:: Job ::
Show each line of the data below that contains the string "roof", copying the whole line. Only matches with the same uppercase and lowercase letters count.

:: Data shown ::
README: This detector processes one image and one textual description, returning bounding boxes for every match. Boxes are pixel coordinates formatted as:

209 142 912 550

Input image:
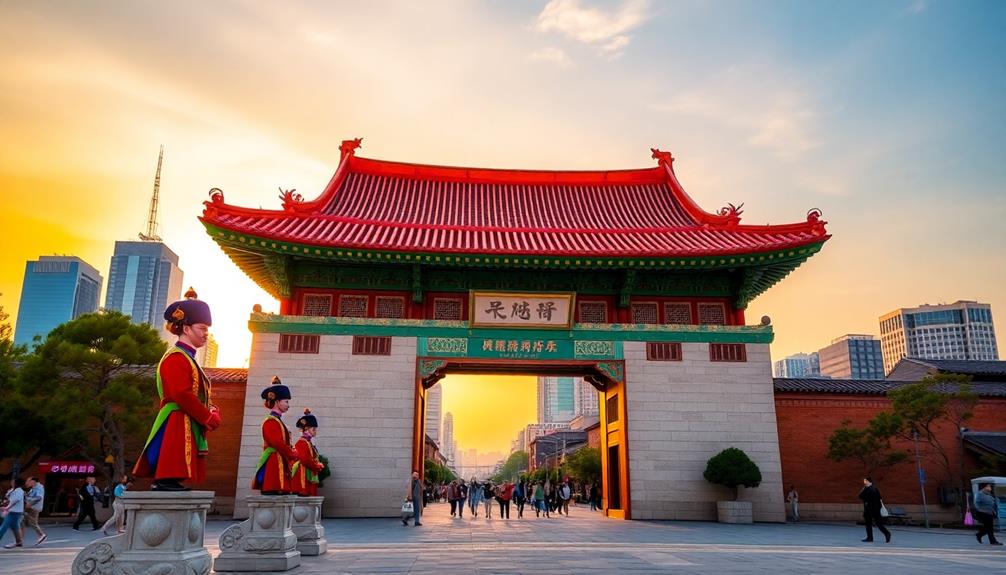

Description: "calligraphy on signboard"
469 292 573 327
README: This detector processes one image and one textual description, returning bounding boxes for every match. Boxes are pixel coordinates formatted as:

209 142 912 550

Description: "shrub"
702 447 762 501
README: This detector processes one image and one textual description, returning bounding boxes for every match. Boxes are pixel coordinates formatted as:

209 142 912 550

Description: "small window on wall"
302 294 332 316
605 393 619 423
339 296 367 318
280 334 321 354
353 336 391 356
577 302 608 324
374 296 405 320
709 344 747 362
698 304 726 326
664 302 691 326
646 342 681 361
632 302 657 324
434 298 463 322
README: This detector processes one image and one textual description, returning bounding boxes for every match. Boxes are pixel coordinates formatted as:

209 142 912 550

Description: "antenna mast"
140 144 164 241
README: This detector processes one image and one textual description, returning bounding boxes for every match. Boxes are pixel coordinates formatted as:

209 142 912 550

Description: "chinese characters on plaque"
470 292 573 327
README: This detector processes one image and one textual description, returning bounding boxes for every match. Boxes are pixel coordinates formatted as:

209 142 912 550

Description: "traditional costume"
133 289 220 491
291 409 325 496
252 376 299 494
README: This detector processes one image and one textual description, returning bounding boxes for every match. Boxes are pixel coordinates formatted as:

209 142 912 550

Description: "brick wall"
776 393 1006 521
625 342 785 522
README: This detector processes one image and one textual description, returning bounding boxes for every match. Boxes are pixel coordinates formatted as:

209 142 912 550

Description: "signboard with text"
469 292 574 330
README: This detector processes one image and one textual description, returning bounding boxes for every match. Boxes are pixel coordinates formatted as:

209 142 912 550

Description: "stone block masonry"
625 342 786 522
234 333 416 519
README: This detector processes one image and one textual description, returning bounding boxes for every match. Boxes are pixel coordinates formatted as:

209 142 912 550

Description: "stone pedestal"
213 496 301 573
70 492 213 575
294 496 328 555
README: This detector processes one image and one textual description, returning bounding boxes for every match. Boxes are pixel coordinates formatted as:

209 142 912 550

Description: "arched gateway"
201 140 829 521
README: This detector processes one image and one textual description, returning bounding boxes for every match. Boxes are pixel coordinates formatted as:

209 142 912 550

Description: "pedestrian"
458 480 468 518
0 477 24 549
73 475 102 531
252 375 300 496
859 476 890 543
468 475 483 517
482 481 496 519
496 482 514 519
102 475 130 535
401 469 423 527
786 484 800 523
559 480 572 517
133 288 220 492
21 475 49 547
975 484 1002 545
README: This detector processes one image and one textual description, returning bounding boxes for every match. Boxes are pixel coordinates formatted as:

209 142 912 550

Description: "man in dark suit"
73 475 102 531
859 477 890 543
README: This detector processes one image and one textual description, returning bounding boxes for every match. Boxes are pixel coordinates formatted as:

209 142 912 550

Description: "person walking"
21 476 49 547
859 477 890 543
496 482 514 519
401 470 423 527
786 484 800 523
102 475 130 535
0 477 24 549
73 475 102 531
975 484 1002 545
558 480 572 517
468 475 482 517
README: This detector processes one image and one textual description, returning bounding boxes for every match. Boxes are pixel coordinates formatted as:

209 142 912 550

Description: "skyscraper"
14 255 103 345
818 334 884 379
427 385 445 442
105 241 182 342
880 301 999 373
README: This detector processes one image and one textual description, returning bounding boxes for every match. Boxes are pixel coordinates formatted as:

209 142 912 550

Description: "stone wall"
625 342 785 522
234 333 416 519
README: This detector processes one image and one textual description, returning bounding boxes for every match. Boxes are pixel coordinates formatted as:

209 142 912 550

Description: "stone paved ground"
0 504 1006 575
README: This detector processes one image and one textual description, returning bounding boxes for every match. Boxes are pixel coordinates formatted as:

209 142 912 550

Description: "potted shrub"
702 447 762 523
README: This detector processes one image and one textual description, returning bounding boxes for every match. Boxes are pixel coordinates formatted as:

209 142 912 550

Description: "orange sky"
0 0 1006 458
438 374 538 453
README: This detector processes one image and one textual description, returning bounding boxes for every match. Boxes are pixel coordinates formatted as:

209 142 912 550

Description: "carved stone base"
294 496 328 555
213 496 301 573
70 492 213 575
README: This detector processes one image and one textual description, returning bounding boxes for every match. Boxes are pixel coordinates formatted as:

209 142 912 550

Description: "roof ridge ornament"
339 138 363 162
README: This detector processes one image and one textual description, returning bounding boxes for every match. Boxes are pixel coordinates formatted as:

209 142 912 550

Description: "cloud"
531 46 572 68
535 0 651 58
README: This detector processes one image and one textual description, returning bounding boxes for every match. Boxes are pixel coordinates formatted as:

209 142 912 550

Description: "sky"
0 0 1006 446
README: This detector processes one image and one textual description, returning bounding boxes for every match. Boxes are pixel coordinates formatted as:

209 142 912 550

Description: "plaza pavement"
0 504 1006 575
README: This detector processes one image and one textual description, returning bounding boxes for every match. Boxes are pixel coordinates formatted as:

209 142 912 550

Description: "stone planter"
716 502 755 524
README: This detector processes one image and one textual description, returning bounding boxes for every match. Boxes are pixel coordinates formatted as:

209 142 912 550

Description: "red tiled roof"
201 144 829 257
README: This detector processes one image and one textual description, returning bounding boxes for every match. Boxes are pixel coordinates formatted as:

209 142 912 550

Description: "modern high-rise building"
537 376 598 423
427 385 445 444
773 352 821 378
195 334 220 367
880 301 999 373
14 255 103 345
105 241 182 342
818 334 884 379
441 411 457 467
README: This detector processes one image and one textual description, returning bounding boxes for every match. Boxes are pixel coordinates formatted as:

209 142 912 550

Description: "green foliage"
828 414 908 476
565 447 601 483
18 312 165 476
702 447 762 501
491 451 530 484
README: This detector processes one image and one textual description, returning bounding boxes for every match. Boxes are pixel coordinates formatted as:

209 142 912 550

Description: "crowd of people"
412 476 601 519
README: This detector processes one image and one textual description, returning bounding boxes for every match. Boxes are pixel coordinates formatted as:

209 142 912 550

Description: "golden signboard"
468 292 575 330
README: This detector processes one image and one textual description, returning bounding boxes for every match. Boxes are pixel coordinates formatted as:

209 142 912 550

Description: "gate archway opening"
412 357 632 519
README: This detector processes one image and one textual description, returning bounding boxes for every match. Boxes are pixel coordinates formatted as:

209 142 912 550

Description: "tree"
491 450 530 484
565 447 601 484
19 312 165 480
828 417 908 476
702 447 762 501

:: Answer to this problem ::
Description: "roof ridge ornament"
Description: "red tiled roof"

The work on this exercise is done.